** start Quoted text **
# New Chuck



## tomwilson74 (Mar 23, 2021)

I’m headed to woodcraft in Leesburg on Saturday. Plan on buying a new chuck. I have a Nova G3 and it seems to have a very slight wobble. It is only 3 years old. What kind of chuck do you guys use/recommend? I have a Laguna Revo 12/16 lathe.


----------



## ripjack13 (Mar 23, 2021)

Where's the wobble coming from? Could it be the in threads? Maybe call up their CS and see if they'll replace it.
Nova is supposed to a good brand.

Reactions: Agree 2


----------



## woodtickgreg (Mar 23, 2021)

I have a super nova, really like it. I just purchased another one at Christmas time for my second lathe. I have the Laguna 1836 and it has plenty of grip even for the large chunks of wood I put in it.
I'd buy it again if I had to.


----------



## tomwilson74 (Mar 23, 2021)

ripjack13 said:


> Where's the wobble coming from? Could it be the in threads? Maybe call up their CS and see if they'll replace it.
> Nova is supposed to a good brand.


My faceplate looks like it’s not even moving at 1800 rpm. The chuck base (closest to the headstock) wobbles very slightly. Which causes more vibration. I’ll try to get a video tomorrow. Thanks.


----------



## trc65 (Mar 23, 2021)

Is your G3 directly threaded for your spindle, or does it use an insert?

I have 2 G3 chucks and a Super nova I bought the same time that Greg did. I turn on a Rikon with a 12.5" swing and have turned 12" wet blanks with the G3 chucks. They handle it fine, but the Super nova is another level better (more expensive too).


----------



## tomwilson74 (Mar 23, 2021)

trc65 said:


> Is your G3 directly threaded for your spindle, or does it use an insert?
** end Quoted text **
** start Entries **
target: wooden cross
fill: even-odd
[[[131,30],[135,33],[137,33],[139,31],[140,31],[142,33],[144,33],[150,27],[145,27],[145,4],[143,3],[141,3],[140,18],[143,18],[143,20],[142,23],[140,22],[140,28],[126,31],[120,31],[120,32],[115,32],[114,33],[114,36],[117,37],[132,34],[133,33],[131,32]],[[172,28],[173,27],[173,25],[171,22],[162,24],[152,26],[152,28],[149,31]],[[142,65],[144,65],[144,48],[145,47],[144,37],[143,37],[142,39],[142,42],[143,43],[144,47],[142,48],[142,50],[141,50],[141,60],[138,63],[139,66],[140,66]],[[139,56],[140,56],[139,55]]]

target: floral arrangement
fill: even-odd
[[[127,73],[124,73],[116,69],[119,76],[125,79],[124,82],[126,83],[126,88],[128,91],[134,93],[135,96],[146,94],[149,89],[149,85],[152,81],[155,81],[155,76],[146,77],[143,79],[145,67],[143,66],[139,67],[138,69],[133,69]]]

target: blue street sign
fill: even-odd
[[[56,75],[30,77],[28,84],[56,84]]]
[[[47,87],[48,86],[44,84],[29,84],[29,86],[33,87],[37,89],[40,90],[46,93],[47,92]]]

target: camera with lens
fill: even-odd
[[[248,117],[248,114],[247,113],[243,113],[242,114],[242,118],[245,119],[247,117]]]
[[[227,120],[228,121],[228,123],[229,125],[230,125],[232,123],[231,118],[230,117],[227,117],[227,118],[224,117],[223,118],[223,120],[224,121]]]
** end Entries **
## What to work on
A – In the lathe chuck thread, which lathe does tomwilson74 say he owns?
B – Resume the lathe chuck thread from the point where it stops.
The entries have nothing to do with the lathe chuck thread.

## Written responses
A – A Laguna Revo 12/16.

B –
> 
> I have 2 G3 chucks and a Super nova I bought the same time that Greg did. I turn on a Rikon with a 12.5" swing and have turned 12" wet blanks with the G3 chucks. They handle it fine, but the Super nova is another level better (more expensive too).


It came with the threaded insert installed. I actually had some trouble with it last week. It was kind of locked up. There was a spot in the turning of the tightening handle that was really hard to get past. It was like I could tighten or loosen it but it would “jam” at a certain point. I soaked it on 3 in 1 oil overnight and it seems to be ok now.


----------



## Mike Hill (Mar 23, 2021)

I'm gonna get either a super nova or a titan this summer. Do all the g3 jaws and accessories fit on those also?


----------



## trc65 (Mar 23, 2021)

tomwilson74 said:


> It came with the threaded insert installed. I actually had some trouble with it last week. It was kind of locked up. There was a spot in the turning of the tightening handle that was really hard to get past. It was like I could tighten or loosen it but it would “jam” at a certain point. I soaked it on 3 in 1 oil overnight and it seems to be ok now.



If I don't keep my G3 chucks blown out, I get the same thing with build up on the gears. When that happens, I take them apart and clean everything really well. Be careful using lubricants, all the dust can stick to them and gum up quickly.

Things that can cause wobble with the threaded insert is if it isn't screwed tight to the chuck or there was debris on the threads. You could try removing the insert, checking for debris and reinstalling it. Just remember to remove the set screw before trying to unscrew it



Mike Hill said:


> I'm gonna get either a super nova or a titan this summer. Do all the g3 jaws and accessories fit on those also?


All the nova jaws fit on the super nova and titan. The only exception are the three screw jaws made specifically for the titan, I don't think those will fit the smaller chucks, but don't know for sure.

Reactions: Like 1 | Thank You! 1 | Useful 1


----------



## tomwilson74 (Mar 24, 2021)

Did a short video but can’t post it.


----------



## woodtickgreg (Mar 24, 2021)

tomwilson74 said:


> Did a short video but can’t post it.


To post videos you have to upload them to YouTube and then link it here.

Reactions: Thank You! 1


----------



## tomwilson74 (Mar 24, 2021)




----------



## woodtickgreg (Mar 24, 2021)

Yup that's pretty bad. Have you taken it apart to clean it and inspect?


----------



## tomwilson74 (Mar 24, 2021)

woodtickgreg said:


> Yup that's pretty bad. Have you taken it apart to clean it and inspect?


Took the jaws off. Not sure how far the breakdown goes.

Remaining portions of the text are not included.